-- BEGIN --

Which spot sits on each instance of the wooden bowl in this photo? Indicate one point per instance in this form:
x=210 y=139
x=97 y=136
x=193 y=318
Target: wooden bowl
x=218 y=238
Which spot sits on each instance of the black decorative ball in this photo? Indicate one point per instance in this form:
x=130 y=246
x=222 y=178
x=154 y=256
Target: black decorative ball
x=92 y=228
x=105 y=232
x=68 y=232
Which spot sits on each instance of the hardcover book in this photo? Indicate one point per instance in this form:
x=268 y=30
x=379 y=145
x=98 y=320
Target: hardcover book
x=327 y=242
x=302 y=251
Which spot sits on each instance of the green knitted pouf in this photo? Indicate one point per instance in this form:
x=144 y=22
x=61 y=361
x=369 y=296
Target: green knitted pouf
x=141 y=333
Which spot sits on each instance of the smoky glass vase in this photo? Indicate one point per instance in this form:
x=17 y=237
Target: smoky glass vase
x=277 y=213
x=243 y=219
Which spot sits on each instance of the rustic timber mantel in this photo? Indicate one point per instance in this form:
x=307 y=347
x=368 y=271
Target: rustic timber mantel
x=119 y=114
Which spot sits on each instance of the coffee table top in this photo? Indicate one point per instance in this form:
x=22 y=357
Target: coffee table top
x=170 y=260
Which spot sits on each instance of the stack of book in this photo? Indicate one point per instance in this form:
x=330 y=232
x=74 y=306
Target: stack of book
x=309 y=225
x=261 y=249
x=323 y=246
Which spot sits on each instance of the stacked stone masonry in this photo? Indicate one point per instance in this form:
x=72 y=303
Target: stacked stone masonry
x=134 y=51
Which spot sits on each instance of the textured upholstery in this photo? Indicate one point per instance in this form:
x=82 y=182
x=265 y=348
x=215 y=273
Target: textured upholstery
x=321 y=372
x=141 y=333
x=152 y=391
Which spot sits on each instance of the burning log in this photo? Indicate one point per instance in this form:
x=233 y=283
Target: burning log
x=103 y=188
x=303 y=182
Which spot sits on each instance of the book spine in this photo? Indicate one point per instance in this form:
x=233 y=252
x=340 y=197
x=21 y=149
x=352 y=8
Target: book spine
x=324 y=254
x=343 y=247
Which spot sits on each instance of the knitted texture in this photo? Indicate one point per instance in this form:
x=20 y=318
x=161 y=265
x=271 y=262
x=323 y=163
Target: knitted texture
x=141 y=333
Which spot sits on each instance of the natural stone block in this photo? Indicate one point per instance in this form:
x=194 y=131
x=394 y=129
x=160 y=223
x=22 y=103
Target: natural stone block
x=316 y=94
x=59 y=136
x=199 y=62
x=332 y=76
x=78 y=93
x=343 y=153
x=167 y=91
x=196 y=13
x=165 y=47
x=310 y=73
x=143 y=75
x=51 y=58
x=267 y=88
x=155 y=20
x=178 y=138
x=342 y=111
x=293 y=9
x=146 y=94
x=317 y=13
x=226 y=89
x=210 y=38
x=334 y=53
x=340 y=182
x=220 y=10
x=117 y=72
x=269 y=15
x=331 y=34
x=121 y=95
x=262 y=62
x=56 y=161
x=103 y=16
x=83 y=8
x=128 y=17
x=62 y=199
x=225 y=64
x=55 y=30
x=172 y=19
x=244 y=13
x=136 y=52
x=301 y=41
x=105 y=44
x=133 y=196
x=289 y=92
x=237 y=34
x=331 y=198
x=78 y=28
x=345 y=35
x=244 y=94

-- END --

- _EXERCISE OBJECTIVE_:
Reproduce all of the items above word for word, without changing anything.

- _WRITTEN REPLY_:
Which spot sits on each instance of the wooden bowl in this photo? Indicate one point per instance in this form:
x=210 y=139
x=97 y=136
x=193 y=318
Target: wooden bowl
x=218 y=238
Which spot sits on each instance of the black decorative ball in this photo? Indicate one point per instance in this form:
x=130 y=246
x=222 y=178
x=154 y=256
Target: black decorative ball
x=92 y=228
x=105 y=232
x=68 y=232
Which spot sits on each instance of the hardcover book in this photo? Indicate one point per instance in this form:
x=268 y=30
x=379 y=145
x=98 y=320
Target: hardcover book
x=327 y=242
x=302 y=251
Which spot sits on each instance of the green knitted pouf in this photo? Indicate one point per instance in this form:
x=144 y=22
x=61 y=361
x=369 y=296
Target: green knitted pouf
x=141 y=333
Which spot sits on each instance of the smoky glass vase in this photo? Indicate one point per instance in this form:
x=17 y=237
Target: smoky glass vase
x=277 y=213
x=243 y=219
Which spot sits on each instance of the rustic timber mantel in this photo? Indicate one point per instance in this form:
x=307 y=347
x=368 y=271
Target: rustic timber mantel
x=119 y=114
Which spot sits on each instance of the coffee table top in this photo? Indicate one point per instance in this form:
x=22 y=357
Target: coffee table top
x=170 y=260
Which spot sits on each instance of the stack of book in this photo? Indicate one point per instance in this form:
x=330 y=232
x=74 y=306
Target: stack of book
x=309 y=225
x=261 y=249
x=323 y=246
Which spot sits on each instance of the stacked stone masonry in this photo? Indicate one point per instance in this form:
x=72 y=303
Target: stacked stone masonry
x=134 y=51
Which spot sits on each instance of the textured upholstery in this photo? Indicate one point per instance in this form:
x=82 y=182
x=265 y=348
x=215 y=273
Target: textured upholstery
x=321 y=372
x=141 y=333
x=152 y=391
Which spot sits on each instance of the burning log in this photo? Indicate one point per instance in this form:
x=233 y=283
Target: burning log
x=103 y=188
x=303 y=182
Which spot sits on each instance of the book spine in this photo? Indicate one point per instance in this form:
x=233 y=252
x=340 y=197
x=21 y=149
x=352 y=8
Target: book spine
x=324 y=254
x=343 y=247
Which spot sits on each instance of the knitted texture in this photo? Indicate one point per instance in this form:
x=20 y=318
x=161 y=265
x=271 y=262
x=323 y=163
Target: knitted texture
x=141 y=333
Which spot sits on each instance of the natural stone block in this photo? Indicate one point per instance in this form:
x=194 y=131
x=394 y=129
x=160 y=223
x=22 y=103
Target: natural stone block
x=316 y=94
x=59 y=136
x=199 y=62
x=332 y=76
x=78 y=93
x=343 y=153
x=167 y=91
x=196 y=13
x=165 y=47
x=310 y=73
x=143 y=75
x=51 y=58
x=267 y=88
x=155 y=20
x=178 y=138
x=342 y=111
x=293 y=9
x=146 y=94
x=317 y=13
x=226 y=89
x=210 y=38
x=334 y=53
x=340 y=182
x=220 y=10
x=117 y=72
x=269 y=15
x=331 y=34
x=121 y=95
x=262 y=62
x=56 y=161
x=103 y=16
x=83 y=8
x=128 y=17
x=62 y=199
x=225 y=64
x=55 y=30
x=172 y=19
x=244 y=13
x=136 y=52
x=301 y=41
x=105 y=44
x=133 y=196
x=289 y=92
x=237 y=34
x=331 y=198
x=78 y=28
x=345 y=35
x=244 y=94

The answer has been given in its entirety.